╭──

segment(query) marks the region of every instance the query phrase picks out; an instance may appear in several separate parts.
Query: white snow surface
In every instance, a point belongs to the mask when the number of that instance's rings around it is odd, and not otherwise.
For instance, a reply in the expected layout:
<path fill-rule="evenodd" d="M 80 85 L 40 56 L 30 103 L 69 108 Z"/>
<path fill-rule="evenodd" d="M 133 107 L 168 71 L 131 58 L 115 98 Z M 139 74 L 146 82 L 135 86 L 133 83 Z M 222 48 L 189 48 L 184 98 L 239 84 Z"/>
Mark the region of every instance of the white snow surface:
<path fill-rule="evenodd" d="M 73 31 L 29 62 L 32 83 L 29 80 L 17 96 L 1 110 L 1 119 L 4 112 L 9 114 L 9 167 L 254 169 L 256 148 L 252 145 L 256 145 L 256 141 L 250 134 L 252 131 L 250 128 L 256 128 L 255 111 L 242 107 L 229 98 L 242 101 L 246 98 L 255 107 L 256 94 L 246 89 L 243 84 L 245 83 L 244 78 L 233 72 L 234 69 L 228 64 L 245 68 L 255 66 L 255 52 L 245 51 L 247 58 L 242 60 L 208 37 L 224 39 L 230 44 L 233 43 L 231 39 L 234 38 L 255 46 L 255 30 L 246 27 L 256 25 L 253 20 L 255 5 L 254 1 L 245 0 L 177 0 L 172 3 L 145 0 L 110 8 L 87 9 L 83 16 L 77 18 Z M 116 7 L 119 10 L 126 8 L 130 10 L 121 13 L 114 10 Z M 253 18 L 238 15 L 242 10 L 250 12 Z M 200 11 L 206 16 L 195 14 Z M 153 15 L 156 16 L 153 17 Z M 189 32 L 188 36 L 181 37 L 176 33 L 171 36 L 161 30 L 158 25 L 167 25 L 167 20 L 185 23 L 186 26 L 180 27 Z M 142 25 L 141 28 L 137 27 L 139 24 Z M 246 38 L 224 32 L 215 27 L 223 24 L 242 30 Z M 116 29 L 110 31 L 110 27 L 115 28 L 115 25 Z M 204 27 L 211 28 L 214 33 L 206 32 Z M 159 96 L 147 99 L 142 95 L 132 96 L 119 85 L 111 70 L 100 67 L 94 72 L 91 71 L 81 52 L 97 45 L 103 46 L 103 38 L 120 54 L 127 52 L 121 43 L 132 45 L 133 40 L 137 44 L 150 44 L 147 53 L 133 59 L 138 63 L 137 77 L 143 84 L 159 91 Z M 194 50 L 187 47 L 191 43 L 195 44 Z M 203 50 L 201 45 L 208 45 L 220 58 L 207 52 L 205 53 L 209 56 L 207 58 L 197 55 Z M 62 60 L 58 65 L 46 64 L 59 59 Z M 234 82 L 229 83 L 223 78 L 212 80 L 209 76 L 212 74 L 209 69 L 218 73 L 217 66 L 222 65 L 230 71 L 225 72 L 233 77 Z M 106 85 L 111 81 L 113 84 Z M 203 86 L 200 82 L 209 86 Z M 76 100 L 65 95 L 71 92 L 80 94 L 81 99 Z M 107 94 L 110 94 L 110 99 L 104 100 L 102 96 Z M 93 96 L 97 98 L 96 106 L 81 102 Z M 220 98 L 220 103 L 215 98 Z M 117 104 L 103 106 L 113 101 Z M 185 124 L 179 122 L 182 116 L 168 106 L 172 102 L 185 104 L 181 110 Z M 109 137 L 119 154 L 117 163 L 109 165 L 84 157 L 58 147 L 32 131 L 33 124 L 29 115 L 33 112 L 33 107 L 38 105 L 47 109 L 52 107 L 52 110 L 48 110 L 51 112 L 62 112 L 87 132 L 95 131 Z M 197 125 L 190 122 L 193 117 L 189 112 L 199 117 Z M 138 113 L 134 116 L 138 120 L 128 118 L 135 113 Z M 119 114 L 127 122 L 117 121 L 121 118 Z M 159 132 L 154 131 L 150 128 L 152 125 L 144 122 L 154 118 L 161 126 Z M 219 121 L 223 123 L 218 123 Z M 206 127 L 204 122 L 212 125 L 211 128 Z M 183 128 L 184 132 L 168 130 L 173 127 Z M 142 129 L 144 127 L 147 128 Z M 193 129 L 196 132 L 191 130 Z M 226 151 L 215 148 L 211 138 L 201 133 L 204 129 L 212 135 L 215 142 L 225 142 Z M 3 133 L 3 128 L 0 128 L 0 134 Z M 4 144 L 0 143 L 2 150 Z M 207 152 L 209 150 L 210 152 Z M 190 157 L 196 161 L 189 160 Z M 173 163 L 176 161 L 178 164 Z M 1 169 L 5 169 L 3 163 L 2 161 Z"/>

╰──

* _PROBLEM REQUIREMENTS_
List every line of the records above that contains the word "snow", copying each such line in full.

* _EXERCISE SOLUTION_
Query: white snow surface
Mark the region of every instance of the white snow surface:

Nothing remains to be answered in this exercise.